• [GIVEN TASK] Select every line of the material below that contains the word "arched", and copy each one.

Region annotation entries
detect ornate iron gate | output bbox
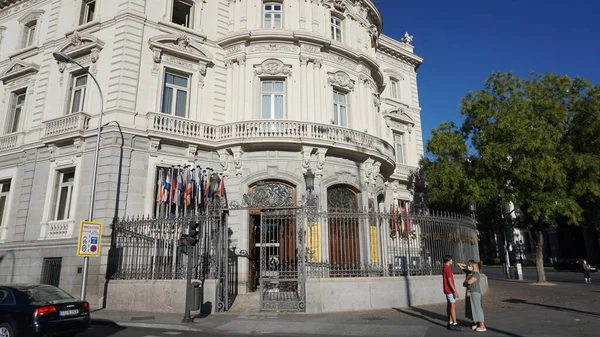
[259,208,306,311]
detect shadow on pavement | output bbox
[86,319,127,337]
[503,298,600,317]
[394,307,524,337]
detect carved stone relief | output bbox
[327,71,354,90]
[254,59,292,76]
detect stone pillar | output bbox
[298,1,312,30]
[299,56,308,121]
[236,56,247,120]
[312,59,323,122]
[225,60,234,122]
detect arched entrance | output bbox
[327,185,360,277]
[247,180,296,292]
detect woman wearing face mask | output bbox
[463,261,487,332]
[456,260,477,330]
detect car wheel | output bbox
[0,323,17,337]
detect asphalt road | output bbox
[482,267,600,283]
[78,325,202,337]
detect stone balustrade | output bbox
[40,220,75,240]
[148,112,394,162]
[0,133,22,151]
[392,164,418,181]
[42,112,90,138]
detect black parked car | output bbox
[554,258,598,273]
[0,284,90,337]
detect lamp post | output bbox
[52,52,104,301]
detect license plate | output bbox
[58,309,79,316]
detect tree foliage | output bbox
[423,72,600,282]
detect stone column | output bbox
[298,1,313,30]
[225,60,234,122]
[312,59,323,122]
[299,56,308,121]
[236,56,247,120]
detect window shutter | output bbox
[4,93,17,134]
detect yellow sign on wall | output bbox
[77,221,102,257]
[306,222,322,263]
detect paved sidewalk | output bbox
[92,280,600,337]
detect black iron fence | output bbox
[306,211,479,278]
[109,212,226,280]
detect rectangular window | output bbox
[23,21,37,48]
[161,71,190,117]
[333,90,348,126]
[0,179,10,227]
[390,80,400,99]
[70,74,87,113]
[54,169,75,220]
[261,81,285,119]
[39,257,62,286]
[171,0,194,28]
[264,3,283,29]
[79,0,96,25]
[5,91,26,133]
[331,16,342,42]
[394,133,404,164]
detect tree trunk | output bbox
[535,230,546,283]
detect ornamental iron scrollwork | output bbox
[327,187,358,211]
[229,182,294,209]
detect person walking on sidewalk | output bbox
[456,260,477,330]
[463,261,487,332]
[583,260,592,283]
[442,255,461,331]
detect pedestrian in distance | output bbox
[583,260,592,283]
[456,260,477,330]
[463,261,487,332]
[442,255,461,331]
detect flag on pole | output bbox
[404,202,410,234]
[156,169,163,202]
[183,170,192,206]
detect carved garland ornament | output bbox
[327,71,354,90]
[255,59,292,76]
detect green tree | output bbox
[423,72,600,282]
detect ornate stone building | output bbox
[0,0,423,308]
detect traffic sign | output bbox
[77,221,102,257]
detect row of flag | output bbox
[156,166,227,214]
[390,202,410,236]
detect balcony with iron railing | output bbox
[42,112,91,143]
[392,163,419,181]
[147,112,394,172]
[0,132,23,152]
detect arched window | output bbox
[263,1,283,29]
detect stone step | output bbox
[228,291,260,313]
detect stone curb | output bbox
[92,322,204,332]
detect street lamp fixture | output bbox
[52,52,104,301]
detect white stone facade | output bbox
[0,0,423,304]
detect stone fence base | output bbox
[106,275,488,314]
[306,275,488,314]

• [REPLY TO THE TASK]
detect arched entrance | output bbox
detect arched window | output bbox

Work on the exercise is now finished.